[STATED PROBLEM]: Make an exact copy of all the entries, but do not reproduce the pictures.

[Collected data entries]
++++++++++

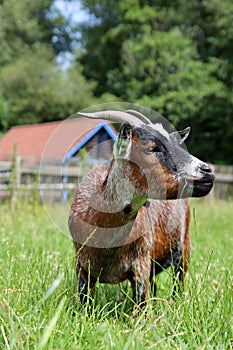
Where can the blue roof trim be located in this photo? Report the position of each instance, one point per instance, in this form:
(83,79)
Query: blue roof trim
(87,138)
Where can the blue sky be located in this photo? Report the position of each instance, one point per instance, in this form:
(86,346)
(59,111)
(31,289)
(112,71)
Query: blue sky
(72,9)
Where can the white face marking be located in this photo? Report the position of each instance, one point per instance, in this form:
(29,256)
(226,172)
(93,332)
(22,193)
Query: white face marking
(158,127)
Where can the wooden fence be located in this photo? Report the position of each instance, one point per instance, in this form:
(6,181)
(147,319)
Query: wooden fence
(18,179)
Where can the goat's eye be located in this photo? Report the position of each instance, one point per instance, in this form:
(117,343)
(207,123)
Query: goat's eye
(151,150)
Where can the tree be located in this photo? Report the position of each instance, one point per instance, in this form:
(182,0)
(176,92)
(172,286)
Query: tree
(33,87)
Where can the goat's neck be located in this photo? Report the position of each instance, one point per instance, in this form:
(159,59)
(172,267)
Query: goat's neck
(125,186)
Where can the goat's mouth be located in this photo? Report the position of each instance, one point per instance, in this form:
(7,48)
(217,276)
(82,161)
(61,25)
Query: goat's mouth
(201,187)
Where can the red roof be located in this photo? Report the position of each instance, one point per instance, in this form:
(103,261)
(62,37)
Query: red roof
(48,140)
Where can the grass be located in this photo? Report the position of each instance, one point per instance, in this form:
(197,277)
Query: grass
(39,301)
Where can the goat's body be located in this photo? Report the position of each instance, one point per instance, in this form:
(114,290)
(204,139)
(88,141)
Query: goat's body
(118,236)
(156,239)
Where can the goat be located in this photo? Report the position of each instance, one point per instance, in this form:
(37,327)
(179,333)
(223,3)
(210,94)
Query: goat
(130,220)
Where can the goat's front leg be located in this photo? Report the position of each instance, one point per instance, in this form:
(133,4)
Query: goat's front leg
(139,282)
(139,287)
(179,274)
(86,285)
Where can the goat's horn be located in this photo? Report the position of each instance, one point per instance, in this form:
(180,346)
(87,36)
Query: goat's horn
(115,116)
(139,115)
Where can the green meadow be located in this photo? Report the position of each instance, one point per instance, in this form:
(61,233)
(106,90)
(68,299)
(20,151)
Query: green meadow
(39,306)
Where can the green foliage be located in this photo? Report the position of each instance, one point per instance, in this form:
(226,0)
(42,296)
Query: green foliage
(173,56)
(33,88)
(39,301)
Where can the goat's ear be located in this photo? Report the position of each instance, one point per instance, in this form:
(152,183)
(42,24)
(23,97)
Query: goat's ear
(123,142)
(182,135)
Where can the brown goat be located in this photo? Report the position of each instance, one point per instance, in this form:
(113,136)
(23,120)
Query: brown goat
(126,221)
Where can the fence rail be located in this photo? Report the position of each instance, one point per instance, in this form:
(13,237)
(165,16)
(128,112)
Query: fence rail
(17,178)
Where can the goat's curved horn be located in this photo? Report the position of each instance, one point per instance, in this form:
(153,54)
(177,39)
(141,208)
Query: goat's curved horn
(115,116)
(139,115)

++++++++++

[EXERCISE RESPONSE]:
Where can the blue roof trim be located in this photo? Report the position of each instance, one point per instance, in this form:
(83,79)
Query: blue roof trim
(87,138)
Where can the blue sky be located in this photo? Report the position of each instance, one point per instance, in this form:
(86,346)
(59,111)
(31,289)
(112,71)
Query: blue sky
(72,9)
Where can the white face marking be located in this photo? Report the position of each instance, one point per instance, in this form:
(29,256)
(226,172)
(93,332)
(22,193)
Query: white face marking
(158,127)
Where can the wooden fence be located in this photo? Report the position of each instance, one point per instance, in this form:
(6,181)
(147,319)
Query: wooden fence
(18,179)
Where can the goat's eye be located in this photo? Report the position of each instance, one point per instance, in this form:
(117,343)
(207,123)
Query: goat's eye
(151,150)
Where can the tree be located in this photo? Report the position of each instance, one point per instance, in this form:
(182,0)
(176,92)
(172,286)
Query: tree
(33,87)
Where can the goat's neck be located in this photo? Report the position of each instance, one point per instance, in this form:
(159,59)
(172,267)
Query: goat's neck
(125,186)
Where can the goat's mouth be located in this photo? Report the position of each instance, one point per instance, in this form:
(7,48)
(217,276)
(82,161)
(61,25)
Query: goat's mouth
(201,187)
Where can the red roof be located in this photo? Report the position of each instance, one point per instance, in this form:
(103,261)
(62,37)
Query: red roof
(48,140)
Where can the grass be located in this photo? Report the position of each instance, one point per instance, in this form:
(197,277)
Query: grass
(39,301)
Where can the goat's body be located in this photo? Report the position of each instance, one point per instance, in this form:
(114,290)
(204,139)
(88,141)
Query: goat's body
(118,236)
(156,239)
Where can the goat be located in this photo? Report the position of each instance, one point per instance, in this form:
(37,327)
(179,333)
(223,3)
(210,94)
Query: goat
(130,220)
Where can the goat's front leg be located in this photo? Report the position of each instance, one point per instance, in this form:
(133,4)
Query: goat's front leg
(139,282)
(139,287)
(179,274)
(86,285)
Where can the goat's horn be located in this photo? Report the position of each instance, one point per instance, in this form:
(180,346)
(87,36)
Query: goat's horn
(115,116)
(139,115)
Where can the green meadow be located in this photo? Report the position of each instance, one point per instance, in this form:
(61,233)
(106,90)
(68,299)
(20,151)
Query: green meadow
(39,306)
Where can the green foliage be located in this photo? Report the position of each instance, one point per instance, in this form:
(226,0)
(42,296)
Query: green foliage
(173,56)
(33,88)
(39,301)
Where can the goat's ear be located in this photo? Report the position of each instance, one point per instance, in this form:
(152,183)
(42,24)
(23,97)
Query: goat's ear
(123,142)
(182,135)
Where can the brown goat be located in this photo? Report the position of each instance, one point per instance, in this form:
(113,136)
(23,120)
Query: brown goat
(126,221)
Where can the fence rail be located in this photo? Report the position of each instance, one point per instance, in this form:
(13,237)
(165,16)
(128,112)
Query: fence rail
(17,178)
Where can the goat's curved horn be located in this photo? Report the position of each instance, one point per instance, in this form:
(153,54)
(177,39)
(141,208)
Query: goat's curved horn
(115,116)
(139,115)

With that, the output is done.